COMPITO ASSEGNATO:
Riprendi per favore il testo sul fiore misterioso di Gauguin e continualo a partire dalla sua ultima frase.

TESTO DEL DOCUMENTO:
* * * * *
Il fiore misterioso di Gauguin

di Liliana Beatrice Ricciardi

Ricorre in questi giorni – il 3 giugno 2003 – il centenario della morte di Gauguin. Artista inquieto, maestro del colore, al culmine della maturità fugge da Parigi approdando a Tahiti.

Qui nascono i capolavori che ne fanno un genio unico: le sue donne tahitiane, immerse in una natura arcana e lussureggiante, ci portano a sognare lidi lontani, paradisi sconosciuti.

Nel celeberrimo "Amor Sacro e Amor Profano" alla Galleria Borghese di Roma, "una rosa giace sul sarcofago – scrive Claudio Strinati in Stat rosa, Quaderno 1995 dell'A.I.R.A.S. – accanto al bacile che reca lo stemma della sposa e l'allusione alla perdita della verginità, alla deflorazione, sembra evidente considerato che il quadro appare ormai interpretabile come allegoria matrimoniale...".
Tante, altre rose, simbolo d'amore nelle splendide raffigurazioni di Flora, di Venere, del grande cospiratore Cupido. Ma le più disperate, le più ignote, sono quelle di una Fanciulla non più Bambina e non ancora Donna, in un quadro quasi ignorato del Tiziano ormai adulto, l'Annunciazione della Chiesa di San Salvador a Venezia.
Insuperabili sono le parole di Roberto Longhi in quel memorabile saggio del 1946, là dove usa ben altri toni per il Tintoretto.

"Firenze e Roma hanno ormai convinto Tiziano che l'umanità, persino in figura di mendico, non possa agire che per investitura di dignità e potenza; ma quanto più il gesto è di violenza sorvegliata... tanto più Tiziano l'affatica e consuma, aggredendolo d'ogni parte con le sue sferzate d'aria e di lume carico e strisciante, in una specie, direi, di flagellazione cromatica.

Quando si pensi all'accodamento facile tra eleganza formale... e fermento di colore... (e qui alla mostra ve ne sono... esempi...), s'avvertirà meglio a che abissali profondità s'aggirasse ora lo spirito di Tiziano, implicato in questo dramma crescente dal corpo stesso della sua pittura. La forma antica è un mito irrecuperabile, il ricordo larvale di una potenza perduta e avvolta ormai da un velame cosmico, caotico come nella Annunciazione di San Salvatore,... uno dei dipinti più disperati dell'arte; dove la stanza è invasa come da un rogo semispento d'apocalisse che screzia le figure, le imbratta, le usura in un aspetto di "impressionismo magico". E l'apocalisse seguiterà negli spettri e nelle allucinazioni del Greco".
* * * * *
DATI FORNITI:
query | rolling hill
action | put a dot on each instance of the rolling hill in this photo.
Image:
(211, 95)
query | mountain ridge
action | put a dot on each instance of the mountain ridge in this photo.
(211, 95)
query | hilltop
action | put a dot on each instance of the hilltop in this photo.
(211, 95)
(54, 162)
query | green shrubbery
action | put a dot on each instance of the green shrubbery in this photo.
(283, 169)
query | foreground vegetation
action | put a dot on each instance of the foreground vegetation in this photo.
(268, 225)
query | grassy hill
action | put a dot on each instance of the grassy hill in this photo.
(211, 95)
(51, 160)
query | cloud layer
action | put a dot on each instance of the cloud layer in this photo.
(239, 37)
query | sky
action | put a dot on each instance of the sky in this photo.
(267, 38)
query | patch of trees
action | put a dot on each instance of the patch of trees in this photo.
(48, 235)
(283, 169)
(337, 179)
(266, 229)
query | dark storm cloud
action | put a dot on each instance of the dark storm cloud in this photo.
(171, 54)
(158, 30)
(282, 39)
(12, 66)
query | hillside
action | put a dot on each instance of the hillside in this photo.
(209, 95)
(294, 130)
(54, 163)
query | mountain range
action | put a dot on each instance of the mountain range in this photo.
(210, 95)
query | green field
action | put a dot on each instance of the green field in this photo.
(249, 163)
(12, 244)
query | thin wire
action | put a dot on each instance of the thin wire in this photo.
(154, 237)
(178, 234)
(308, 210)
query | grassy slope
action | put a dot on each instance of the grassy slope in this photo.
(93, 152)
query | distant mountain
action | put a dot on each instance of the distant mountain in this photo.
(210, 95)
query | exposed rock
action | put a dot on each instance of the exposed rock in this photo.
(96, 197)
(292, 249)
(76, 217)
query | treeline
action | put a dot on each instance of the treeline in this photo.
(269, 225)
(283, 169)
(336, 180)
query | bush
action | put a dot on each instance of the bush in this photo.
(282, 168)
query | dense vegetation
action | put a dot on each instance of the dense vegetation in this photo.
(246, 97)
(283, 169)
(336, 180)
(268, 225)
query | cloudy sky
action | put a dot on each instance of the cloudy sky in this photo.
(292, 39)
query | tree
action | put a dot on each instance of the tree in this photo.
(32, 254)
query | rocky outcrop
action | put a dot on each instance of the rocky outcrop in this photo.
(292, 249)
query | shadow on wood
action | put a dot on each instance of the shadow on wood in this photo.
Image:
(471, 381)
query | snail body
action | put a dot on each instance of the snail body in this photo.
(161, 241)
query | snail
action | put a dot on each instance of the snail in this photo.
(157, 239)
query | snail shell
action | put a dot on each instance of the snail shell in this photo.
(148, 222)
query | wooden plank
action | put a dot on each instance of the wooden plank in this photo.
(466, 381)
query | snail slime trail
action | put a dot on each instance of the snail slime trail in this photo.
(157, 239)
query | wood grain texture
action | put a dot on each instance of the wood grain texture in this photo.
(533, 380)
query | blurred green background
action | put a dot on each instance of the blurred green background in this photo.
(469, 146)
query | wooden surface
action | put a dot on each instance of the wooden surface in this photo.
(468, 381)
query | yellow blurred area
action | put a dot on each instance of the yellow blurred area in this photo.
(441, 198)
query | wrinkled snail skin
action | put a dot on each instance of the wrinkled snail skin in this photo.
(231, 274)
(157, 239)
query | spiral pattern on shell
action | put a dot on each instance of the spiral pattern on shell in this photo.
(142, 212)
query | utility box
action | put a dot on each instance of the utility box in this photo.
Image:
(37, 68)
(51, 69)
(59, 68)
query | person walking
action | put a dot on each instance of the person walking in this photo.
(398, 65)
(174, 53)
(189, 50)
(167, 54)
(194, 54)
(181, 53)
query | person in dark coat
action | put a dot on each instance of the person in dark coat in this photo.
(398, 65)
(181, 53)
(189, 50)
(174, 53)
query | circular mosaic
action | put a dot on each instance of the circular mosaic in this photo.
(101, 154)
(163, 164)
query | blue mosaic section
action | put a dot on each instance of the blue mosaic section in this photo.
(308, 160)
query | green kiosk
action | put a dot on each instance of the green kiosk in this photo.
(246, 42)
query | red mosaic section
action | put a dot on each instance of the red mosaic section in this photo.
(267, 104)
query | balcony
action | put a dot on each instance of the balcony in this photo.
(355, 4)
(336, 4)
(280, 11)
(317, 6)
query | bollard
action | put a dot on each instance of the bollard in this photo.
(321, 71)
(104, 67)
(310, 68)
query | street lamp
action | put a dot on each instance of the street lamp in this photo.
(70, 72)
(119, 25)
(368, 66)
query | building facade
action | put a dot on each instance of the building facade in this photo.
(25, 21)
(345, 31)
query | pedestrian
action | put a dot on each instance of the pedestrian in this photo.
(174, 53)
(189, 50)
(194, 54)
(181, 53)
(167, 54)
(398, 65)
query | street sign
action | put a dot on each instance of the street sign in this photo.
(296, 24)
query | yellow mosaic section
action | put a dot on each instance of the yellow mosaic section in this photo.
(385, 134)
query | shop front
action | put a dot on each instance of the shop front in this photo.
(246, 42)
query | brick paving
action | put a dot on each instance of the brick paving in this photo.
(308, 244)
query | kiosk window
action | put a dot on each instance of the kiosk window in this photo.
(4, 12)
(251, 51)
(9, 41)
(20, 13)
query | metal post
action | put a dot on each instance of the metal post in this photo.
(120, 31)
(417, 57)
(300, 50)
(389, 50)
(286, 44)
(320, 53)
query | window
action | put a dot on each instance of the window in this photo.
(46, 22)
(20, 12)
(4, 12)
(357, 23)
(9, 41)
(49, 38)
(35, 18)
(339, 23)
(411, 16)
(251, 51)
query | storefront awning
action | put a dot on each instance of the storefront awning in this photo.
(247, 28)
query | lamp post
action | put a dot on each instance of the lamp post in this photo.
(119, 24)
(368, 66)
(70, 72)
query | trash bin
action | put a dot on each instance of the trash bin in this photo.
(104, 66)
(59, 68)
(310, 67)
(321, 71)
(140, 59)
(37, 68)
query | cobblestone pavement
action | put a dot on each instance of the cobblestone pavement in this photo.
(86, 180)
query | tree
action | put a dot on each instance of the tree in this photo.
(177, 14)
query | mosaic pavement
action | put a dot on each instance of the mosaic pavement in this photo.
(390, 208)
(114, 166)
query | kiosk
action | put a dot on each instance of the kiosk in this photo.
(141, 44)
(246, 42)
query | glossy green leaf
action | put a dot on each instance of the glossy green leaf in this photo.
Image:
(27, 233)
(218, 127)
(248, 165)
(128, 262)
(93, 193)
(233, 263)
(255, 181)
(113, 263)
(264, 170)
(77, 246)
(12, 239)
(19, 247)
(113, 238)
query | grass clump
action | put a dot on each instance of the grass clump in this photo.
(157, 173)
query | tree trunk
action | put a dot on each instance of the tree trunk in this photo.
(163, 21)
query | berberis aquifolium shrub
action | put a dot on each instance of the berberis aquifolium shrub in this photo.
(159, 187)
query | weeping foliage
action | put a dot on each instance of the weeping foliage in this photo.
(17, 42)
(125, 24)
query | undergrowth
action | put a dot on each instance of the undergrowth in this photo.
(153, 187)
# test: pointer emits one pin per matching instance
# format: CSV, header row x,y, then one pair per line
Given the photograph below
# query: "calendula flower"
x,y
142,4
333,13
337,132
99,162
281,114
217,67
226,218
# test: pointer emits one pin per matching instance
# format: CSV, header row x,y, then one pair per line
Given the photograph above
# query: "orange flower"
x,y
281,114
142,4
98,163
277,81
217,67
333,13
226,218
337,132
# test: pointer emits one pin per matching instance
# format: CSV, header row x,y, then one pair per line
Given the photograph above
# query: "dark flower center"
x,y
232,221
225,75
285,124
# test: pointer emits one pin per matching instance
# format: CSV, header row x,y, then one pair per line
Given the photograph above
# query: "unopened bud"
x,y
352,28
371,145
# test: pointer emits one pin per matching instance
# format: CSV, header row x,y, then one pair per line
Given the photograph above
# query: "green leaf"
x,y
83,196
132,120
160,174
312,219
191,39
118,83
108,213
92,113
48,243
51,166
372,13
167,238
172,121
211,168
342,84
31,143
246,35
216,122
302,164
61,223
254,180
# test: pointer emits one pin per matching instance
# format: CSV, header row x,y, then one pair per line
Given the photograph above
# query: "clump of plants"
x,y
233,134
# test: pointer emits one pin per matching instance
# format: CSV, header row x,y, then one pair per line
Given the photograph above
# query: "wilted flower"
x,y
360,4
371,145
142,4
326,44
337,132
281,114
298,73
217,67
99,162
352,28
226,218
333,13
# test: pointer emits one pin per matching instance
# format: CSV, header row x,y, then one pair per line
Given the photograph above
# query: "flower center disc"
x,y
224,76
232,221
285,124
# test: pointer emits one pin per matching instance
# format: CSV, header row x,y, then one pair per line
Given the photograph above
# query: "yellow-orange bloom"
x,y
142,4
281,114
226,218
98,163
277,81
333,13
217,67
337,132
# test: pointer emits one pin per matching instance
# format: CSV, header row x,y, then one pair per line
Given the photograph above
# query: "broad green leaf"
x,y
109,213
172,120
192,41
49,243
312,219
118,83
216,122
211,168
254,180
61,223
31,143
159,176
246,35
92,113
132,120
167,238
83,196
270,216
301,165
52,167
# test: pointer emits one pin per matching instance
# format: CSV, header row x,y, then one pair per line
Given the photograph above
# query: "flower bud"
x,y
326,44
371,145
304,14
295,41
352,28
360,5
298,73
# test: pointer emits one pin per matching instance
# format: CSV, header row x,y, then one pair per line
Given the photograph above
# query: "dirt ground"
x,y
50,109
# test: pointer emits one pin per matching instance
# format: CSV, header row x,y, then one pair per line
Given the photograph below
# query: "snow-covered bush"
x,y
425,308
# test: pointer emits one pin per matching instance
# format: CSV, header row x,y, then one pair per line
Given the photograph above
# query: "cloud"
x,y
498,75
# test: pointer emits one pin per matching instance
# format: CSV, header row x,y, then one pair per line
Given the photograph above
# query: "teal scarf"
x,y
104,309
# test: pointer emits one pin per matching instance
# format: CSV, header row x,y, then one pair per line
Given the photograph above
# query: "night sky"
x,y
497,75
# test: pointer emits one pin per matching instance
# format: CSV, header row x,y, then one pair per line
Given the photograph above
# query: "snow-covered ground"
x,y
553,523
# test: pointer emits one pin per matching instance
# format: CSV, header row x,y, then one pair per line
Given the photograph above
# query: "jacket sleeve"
* * * * *
RISULTATO:
Il visitatore fortunato che si è trovato all'improvviso immerso nell'atmosfera impressionante della Sagrestia della Cattedrale di Toledo, tra le storie del Greco, forse proverà la stessa sensazione di annientamento nella semioscurità dell'antichissima chiesa veneziana, quasi nascosta tra le sfolgoranti luminosità della città lagunare.

Nessuno però ha colto, in quel drammatico incontro tra due quasi fanciulli – dove l'Angelo però sovrasta la figurina morbida e già femminilmente turgida di Maria – quell'esplosione fiammeggiante accanto alla destinataria dell'Annuncio. Forse sono quelle rose d'amore che Maria è destinata a non cogliere: ed il suo viso di bimba all'improvviso mostra che Ella ha compreso ciò che Le accadrà.

Mistero immenso che Tiziano rappresenta in tutta la sua grandezza.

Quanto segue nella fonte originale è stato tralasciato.